--- Task ---
Quote all of the data below word for word, leaving out the pictures.

[Dataset rows]
(begin)

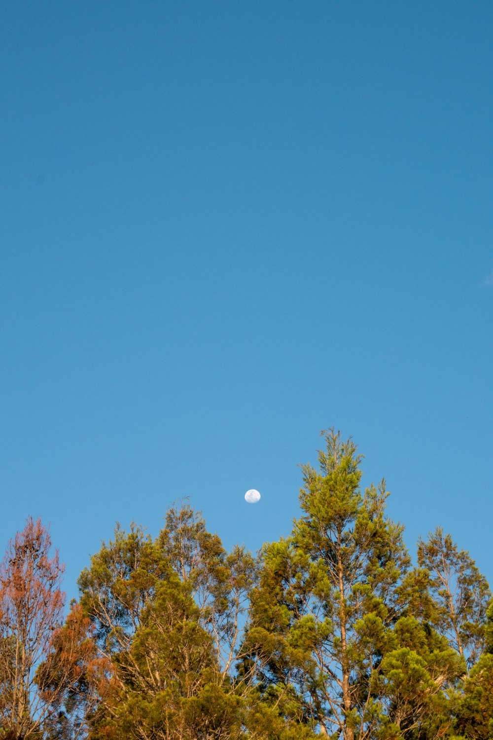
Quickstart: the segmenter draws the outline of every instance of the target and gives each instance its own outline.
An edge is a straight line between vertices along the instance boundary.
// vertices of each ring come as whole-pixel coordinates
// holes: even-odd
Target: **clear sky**
[[[493,4],[0,4],[0,549],[190,497],[287,535],[321,429],[493,581]],[[244,501],[248,488],[262,500]]]

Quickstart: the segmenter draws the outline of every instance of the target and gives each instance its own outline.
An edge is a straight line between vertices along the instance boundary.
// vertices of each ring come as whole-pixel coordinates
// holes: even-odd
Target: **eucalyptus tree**
[[[484,648],[486,609],[492,597],[486,579],[464,550],[441,527],[418,543],[418,561],[429,574],[434,621],[468,668]]]

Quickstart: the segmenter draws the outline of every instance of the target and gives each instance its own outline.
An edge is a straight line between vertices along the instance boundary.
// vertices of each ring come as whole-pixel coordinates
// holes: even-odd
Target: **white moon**
[[[251,488],[245,494],[245,500],[249,504],[256,504],[260,500],[260,494],[255,488]]]

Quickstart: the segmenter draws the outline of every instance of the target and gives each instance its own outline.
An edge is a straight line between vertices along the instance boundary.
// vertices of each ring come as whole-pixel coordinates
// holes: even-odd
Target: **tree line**
[[[438,528],[413,564],[323,433],[290,536],[227,552],[188,502],[153,538],[117,525],[66,613],[29,519],[0,565],[0,740],[493,737],[493,605]]]

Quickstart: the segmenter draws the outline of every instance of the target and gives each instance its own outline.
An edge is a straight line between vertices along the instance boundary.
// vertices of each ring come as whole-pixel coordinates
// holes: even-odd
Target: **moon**
[[[249,504],[256,504],[257,501],[260,500],[260,494],[255,488],[251,488],[250,491],[247,491],[245,494],[245,500]]]

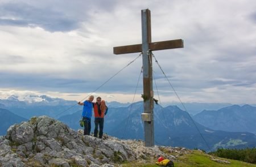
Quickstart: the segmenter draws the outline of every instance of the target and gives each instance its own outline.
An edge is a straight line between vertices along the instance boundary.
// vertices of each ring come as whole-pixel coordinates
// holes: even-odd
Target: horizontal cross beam
[[[181,39],[149,43],[149,49],[151,51],[183,47],[183,40]],[[142,52],[142,45],[137,44],[114,47],[113,50],[114,54]]]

(end)

--- Written reply ---
Quickstart: the segmenter draws the outline of every instance of the target and gives each instance its own outline.
An edge is a straight line between vertices along the instance boundary.
// vertices of each ring come as whole-pixel coordinates
// holes: even-odd
Target: **clear sky**
[[[493,4],[0,4],[0,549],[190,497],[287,535],[321,429],[493,581]],[[244,501],[248,488],[262,500]]]

Quickstart: the segmenter draws the outline of every instance of the target and gives each instance its own outline.
An edge is a straight line between vertices along the instance boundary.
// vertices of each ring come as whole-pixel coordinates
// holes: even-odd
Target: **eucalyptus tree**
[[[484,648],[486,609],[492,597],[486,579],[464,550],[441,527],[418,543],[418,561],[429,574],[434,621],[468,668]]]

Quickstart: the segmenter draws the outline of every instance of the target and gives each instance its own outline.
An edge is a straight line between vertices along the instance boundary.
// vertices of each ring come as whole-pixel coordinates
// holes: even-odd
Target: **white moon**
[[[251,488],[245,494],[245,500],[249,504],[256,504],[260,500],[260,494],[255,488]]]

Quickstart: the segmenter draws the outline of every instance of the target and gives each instance its own outline.
An edge is a straight line between vertices along the instance boundary.
// vertices of each ring come as whole-pixel coordinates
// holes: even-odd
Target: **tree line**
[[[438,528],[413,564],[323,433],[290,536],[227,552],[188,502],[153,538],[117,525],[66,613],[29,519],[0,565],[0,740],[493,737],[493,605]]]

Quickstart: the segmenter draws the outline of every instance of the target and gives each instance its own outline.
An edge is a straight line between vertices along the instance boundary.
// vertices of each ring come as whole-pixel coordinates
// holes: even-odd
Target: **moon**
[[[249,504],[256,504],[257,501],[260,500],[260,494],[255,488],[251,488],[250,491],[247,491],[245,494],[245,500]]]

Quickstart: the segmenter draws the outline of every instance of the target and gives each instance its own outline.
An edge is a straight line between vertices along the instance boundary.
// vertices of each ring come as whole-pixel coordinates
// holes: even-odd
Target: horizontal cross beam
[[[181,39],[149,43],[149,49],[151,51],[183,47],[183,40]],[[142,52],[142,45],[137,44],[114,47],[113,50],[114,54]]]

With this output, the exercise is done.